Aim of the task => Output the data exactly, with every line intact.

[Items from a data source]
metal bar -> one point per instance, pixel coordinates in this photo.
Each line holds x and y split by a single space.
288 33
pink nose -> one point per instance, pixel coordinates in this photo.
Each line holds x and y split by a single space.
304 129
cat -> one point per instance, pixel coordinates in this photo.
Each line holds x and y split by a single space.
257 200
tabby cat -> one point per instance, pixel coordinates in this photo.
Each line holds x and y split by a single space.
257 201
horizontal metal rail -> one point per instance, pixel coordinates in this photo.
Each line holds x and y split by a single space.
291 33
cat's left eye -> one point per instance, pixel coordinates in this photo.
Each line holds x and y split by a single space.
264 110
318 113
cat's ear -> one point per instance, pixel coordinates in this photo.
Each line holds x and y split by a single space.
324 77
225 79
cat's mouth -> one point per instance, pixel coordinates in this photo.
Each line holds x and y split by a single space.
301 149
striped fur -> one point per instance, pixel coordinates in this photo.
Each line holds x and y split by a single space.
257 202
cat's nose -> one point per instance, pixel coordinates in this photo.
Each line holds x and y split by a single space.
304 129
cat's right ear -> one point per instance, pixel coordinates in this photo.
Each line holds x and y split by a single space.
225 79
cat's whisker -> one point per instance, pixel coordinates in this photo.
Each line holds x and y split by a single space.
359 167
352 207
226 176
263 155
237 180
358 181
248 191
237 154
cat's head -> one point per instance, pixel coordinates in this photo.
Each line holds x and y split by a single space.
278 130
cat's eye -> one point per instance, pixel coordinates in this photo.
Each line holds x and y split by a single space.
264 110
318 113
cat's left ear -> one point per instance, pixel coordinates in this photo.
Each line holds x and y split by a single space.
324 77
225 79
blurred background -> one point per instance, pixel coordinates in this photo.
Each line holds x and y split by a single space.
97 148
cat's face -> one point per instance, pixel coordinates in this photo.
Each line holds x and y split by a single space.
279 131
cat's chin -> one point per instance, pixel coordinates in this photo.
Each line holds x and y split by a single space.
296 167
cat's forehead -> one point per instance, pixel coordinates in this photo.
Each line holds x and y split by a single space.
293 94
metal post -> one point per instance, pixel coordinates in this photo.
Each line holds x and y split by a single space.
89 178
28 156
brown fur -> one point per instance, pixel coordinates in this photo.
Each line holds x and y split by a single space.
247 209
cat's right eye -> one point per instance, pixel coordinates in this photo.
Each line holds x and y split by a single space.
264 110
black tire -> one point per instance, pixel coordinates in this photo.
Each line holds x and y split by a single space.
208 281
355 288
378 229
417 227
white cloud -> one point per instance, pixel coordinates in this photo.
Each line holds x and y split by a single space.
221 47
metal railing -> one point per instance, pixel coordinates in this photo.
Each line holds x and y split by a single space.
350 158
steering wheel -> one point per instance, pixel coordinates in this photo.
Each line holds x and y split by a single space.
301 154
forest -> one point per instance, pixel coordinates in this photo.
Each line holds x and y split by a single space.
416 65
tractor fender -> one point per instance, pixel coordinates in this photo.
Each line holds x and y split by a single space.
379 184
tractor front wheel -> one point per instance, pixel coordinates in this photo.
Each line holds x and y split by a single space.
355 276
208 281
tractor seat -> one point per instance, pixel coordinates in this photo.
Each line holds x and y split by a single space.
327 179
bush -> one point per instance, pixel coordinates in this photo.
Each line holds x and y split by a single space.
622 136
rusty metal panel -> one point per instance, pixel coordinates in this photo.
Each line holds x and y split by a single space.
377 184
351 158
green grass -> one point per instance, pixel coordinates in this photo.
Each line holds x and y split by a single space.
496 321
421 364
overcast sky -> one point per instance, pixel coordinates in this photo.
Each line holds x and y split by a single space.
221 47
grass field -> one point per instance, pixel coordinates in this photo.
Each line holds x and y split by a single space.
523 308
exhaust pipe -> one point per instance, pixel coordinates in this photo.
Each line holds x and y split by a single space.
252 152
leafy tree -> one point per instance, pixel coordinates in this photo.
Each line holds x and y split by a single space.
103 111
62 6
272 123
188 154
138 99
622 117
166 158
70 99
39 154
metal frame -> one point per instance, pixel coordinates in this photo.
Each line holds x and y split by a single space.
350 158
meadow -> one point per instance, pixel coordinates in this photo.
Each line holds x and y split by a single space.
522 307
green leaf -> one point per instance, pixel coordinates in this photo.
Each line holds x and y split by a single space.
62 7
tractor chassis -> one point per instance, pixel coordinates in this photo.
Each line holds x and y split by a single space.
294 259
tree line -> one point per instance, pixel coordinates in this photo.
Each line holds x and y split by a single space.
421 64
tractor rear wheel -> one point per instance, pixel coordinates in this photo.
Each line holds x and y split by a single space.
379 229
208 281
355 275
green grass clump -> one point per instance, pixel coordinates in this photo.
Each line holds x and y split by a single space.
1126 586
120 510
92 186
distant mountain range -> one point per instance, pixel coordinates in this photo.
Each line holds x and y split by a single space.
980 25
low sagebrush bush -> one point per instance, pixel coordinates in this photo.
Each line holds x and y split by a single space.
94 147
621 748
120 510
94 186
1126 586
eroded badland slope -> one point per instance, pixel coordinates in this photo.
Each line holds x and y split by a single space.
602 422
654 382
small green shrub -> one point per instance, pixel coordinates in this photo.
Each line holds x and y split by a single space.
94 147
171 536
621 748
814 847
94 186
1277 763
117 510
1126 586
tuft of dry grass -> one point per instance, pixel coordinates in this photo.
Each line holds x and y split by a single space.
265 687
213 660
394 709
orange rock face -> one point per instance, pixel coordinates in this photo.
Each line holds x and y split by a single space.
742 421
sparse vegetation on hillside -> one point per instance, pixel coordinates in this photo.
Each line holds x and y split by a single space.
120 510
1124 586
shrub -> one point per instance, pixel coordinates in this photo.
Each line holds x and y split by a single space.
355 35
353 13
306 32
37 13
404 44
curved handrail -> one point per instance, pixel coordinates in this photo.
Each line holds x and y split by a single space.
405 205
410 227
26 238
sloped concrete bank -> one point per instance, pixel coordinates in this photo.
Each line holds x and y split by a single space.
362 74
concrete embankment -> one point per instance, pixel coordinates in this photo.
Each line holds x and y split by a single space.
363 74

Finished task =>
metal bar -> one point per instance, pixel coordinates in this photo.
Each line holds x and y split by a single space.
288 33
pink nose -> one point per instance, pixel coordinates in this photo.
Each line holds x and y split by a single space.
304 129
cat -> one point per instance, pixel coordinates in this photo.
Each line holds x and y split by a single space.
257 200
tabby cat -> one point per instance, pixel coordinates in this photo.
Each line holds x and y split by a single space.
257 201
horizontal metal rail -> one point per instance, pixel coordinates in this photo.
Each line holds x and y split by a single space.
291 33
cat's left eye -> one point per instance, pixel coordinates in this photo.
Each line holds x and y split by a single space.
264 110
318 113
cat's ear -> one point per instance, pixel coordinates in this photo.
Each line holds x and y split by a single space.
324 77
225 79
cat's mouth -> one point per instance, pixel coordinates in this photo.
Each line holds x and y split by a single space.
301 149
striped fur -> one point per instance, pixel coordinates in this photo.
Each line holds x and y split by a single space.
257 202
cat's nose -> one point per instance, pixel coordinates in this photo.
Each line holds x and y split by a single space.
304 129
cat's right ear -> one point per instance, pixel coordinates in this photo.
Each line holds x and y split by a single space.
225 79
cat's whisker -> one point per instance, pixel coordinates in this photo.
Each line holds x and y split by a single space.
359 167
352 207
226 176
263 155
237 180
358 181
248 191
237 154
cat's head -> one point per instance, pixel coordinates in this photo.
Each line holds x and y split by a single space.
278 130
cat's eye -> one point per instance, pixel coordinates in this photo.
Each line holds x and y split by a single space.
264 110
318 113
cat's left ear -> one point per instance, pixel coordinates in this photo.
Each line holds x and y split by a single space.
324 77
225 79
blurred background -> one point per instance, pixel coordinates in this photo.
Each line holds x and y split by a single space.
97 148
cat's face -> one point per instance, pixel coordinates in this photo.
Each line holds x and y split by a single space.
279 131
cat's chin -> one point per instance, pixel coordinates in this photo.
Each line holds x and y split by a single space.
296 167
cat's forehead -> one point per instance, pixel coordinates in this photo.
Each line holds x and y split by a single space.
293 94
metal post -> one point per instance, pixel coordinates in this photo.
Each line holds x and y split by a single space.
89 178
28 156
brown fur -> one point per instance, pixel coordinates in this photo.
Each line holds x and y split by a single space.
247 209
cat's right eye -> one point per instance, pixel coordinates in this photo.
Each line holds x and y split by a single space.
264 110
black tire -> one point per instance, pixel coordinates in this photo.
Each line holds x and y split by a single space.
208 281
355 288
378 229
417 227
white cloud -> one point per instance, pixel coordinates in this photo.
Each line holds x and y split by a single space.
221 47
metal railing -> one point per instance, pixel coordinates in this photo.
Each line holds x and y split by a single space.
350 158
steering wheel -> one point per instance, pixel coordinates in this photo.
Each line holds x and y split by a single space.
301 154
forest -> one point per instance, pixel coordinates in this photo.
Each line holds x and y split by a single space.
416 65
tractor fender -> one point per instance, pixel coordinates in this photo.
Each line holds x and y split by a single space.
379 184
tractor front wheel -> one point per instance, pixel coordinates in this photo.
Each line holds x and y split by a single space.
355 276
208 281
tractor seat -> one point per instance, pixel coordinates in this photo.
Each line holds x and y split by a single space.
327 179
bush -> one point per instance, pixel coordinates in this photo.
Each line holds x and y split by a single space.
622 136
rusty metal panel -> one point per instance, pixel coordinates in this photo.
Each line holds x and y split by a single space.
377 184
351 158
green grass -> one point per instance, pixel coordinates in this photo.
Each line holds x and y split by a single space.
496 321
421 364
overcast sky -> one point per instance, pixel coordinates in this photo.
Each line holds x and y split by a single space.
221 47
grass field -> one point per instance, pixel coordinates in this photo.
Each line holds x and y split by a single space.
523 308
exhaust pipe -> one point per instance, pixel coordinates in this photo.
Each line holds x and y split by a single space.
252 152
leafy tree -> one point per instance, pixel coordinates in this photo.
Each line holds x and y split by a single space.
103 111
62 6
272 123
188 154
138 99
622 117
166 158
70 99
39 154
metal frame -> one point per instance, pixel coordinates in this photo.
Each line holds x and y split by a single space.
350 158
meadow -> one point per instance, pixel coordinates in this photo.
Each line holds x and y split by a single space.
522 307
green leaf -> one point per instance, pixel coordinates in this photo.
Each line holds x and y split by a single space.
62 7
tractor chassis -> one point per instance, pixel coordinates in this photo.
Each line holds x and y split by a single space.
294 259
tree line -> one point per instance, pixel coordinates in this photo.
Each line holds x and y split by a single space.
421 64
tractor rear wheel -> one point per instance, pixel coordinates in this photo.
Each line holds x and y split by a single space.
379 229
208 281
355 275
green grass clump -> one point per instance, pixel coordinates in this photo.
Each line holds x and y split by a single space.
1126 586
120 510
92 186
distant mountain range -> one point per instance, pixel coordinates in this photo.
Each line holds x and y split by a single space.
980 25
low sagebrush bush -> one point per instance, pixel coordinates in this photo.
Each line holds x and y split by a single space.
94 147
621 748
120 510
94 186
1126 586
eroded badland slope -> one point per instance, pixel coordinates in this photo.
Each line holds x and y split by a single space.
602 422
654 382
small green shrub -> one point per instance, pixel coordinates in this photo.
Each line holds x and y split by a single space.
94 147
171 536
621 748
814 847
94 186
1277 763
117 510
1126 586
tuft of dry grass -> one point per instance, pixel coordinates in this photo.
Each line holds x and y split by a single space.
265 687
213 660
394 709
orange rock face -> one point per instance, pixel coordinates in this photo.
Each line holds x and y split by a single space.
742 421
sparse vegetation on hillside -> one point per instance, pixel coordinates in this photo.
Each line holds x and y split by a single space.
120 510
1124 586
shrub -> one point per instance, pixel coordinates in this photo.
Each line holds x and y split by a single space.
355 35
353 13
306 32
37 13
404 44
curved handrail -> one point per instance, pixel coordinates in this photo.
Each line holds x and y split by a single space.
405 205
410 227
26 238
sloped concrete bank -> one point per instance, pixel coordinates in this photo.
Each line holds x and y split by a single space.
362 74
concrete embankment -> one point per instance, pixel coordinates in this photo.
Each line holds x and y split by a single space.
363 74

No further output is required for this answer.